- **Listed entries**
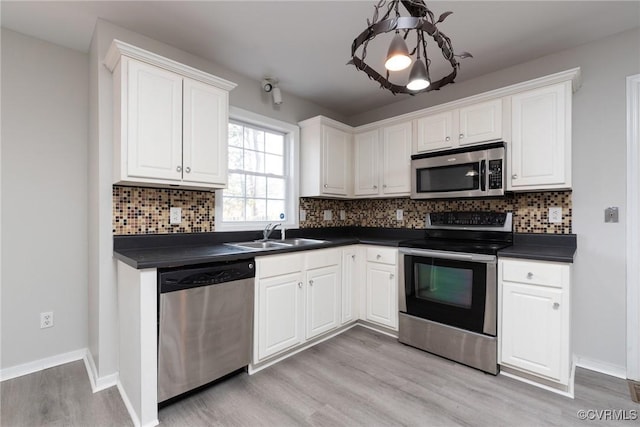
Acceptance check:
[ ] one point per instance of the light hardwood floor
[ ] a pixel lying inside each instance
(358, 378)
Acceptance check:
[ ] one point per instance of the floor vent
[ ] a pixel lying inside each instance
(634, 390)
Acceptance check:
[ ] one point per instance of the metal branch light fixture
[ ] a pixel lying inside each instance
(419, 26)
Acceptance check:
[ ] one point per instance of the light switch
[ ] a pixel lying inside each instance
(611, 214)
(555, 215)
(175, 216)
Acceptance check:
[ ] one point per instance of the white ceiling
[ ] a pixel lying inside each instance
(306, 44)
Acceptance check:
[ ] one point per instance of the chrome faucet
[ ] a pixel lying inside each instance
(268, 230)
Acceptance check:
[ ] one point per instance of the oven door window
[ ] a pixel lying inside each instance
(462, 177)
(446, 291)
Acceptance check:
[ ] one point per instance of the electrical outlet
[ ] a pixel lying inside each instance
(46, 319)
(555, 215)
(175, 216)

- **Required action**
In your copy, reproduce the data above exactly and skip every picture.

- **Response area**
Acceptance check:
[ ] one point per instance of the light hardwood floor
[ ] a pixel lying inside each instance
(358, 378)
Acceptance check:
[ ] one point per instance of the floor vent
[ ] a pixel lying inside each instance
(634, 390)
Acceptance check:
[ ] one point per instance of the metal branch light fixture
[ ] a pixel lying inside each instance
(419, 26)
Acceptance check:
[ ] one point per instance of the light switch
[ ] a pixel lying inside each instance
(611, 214)
(555, 215)
(175, 216)
Acceptance check:
[ ] one point per instance of the white ceiling
[ ] a pixel lying inside each instance
(306, 44)
Acceptance check:
[ ] one point per instance of the chrome faucet
[ ] a pixel lying inside each instance
(268, 230)
Acceptance check:
[ ] one point per instance of the oven door window
[ ] a pixel lying inside each instance
(462, 177)
(446, 291)
Acceptance check:
[ ] one point per instance of the electrical outlet
[ ] a pixel lying inside each instance
(46, 319)
(555, 215)
(175, 216)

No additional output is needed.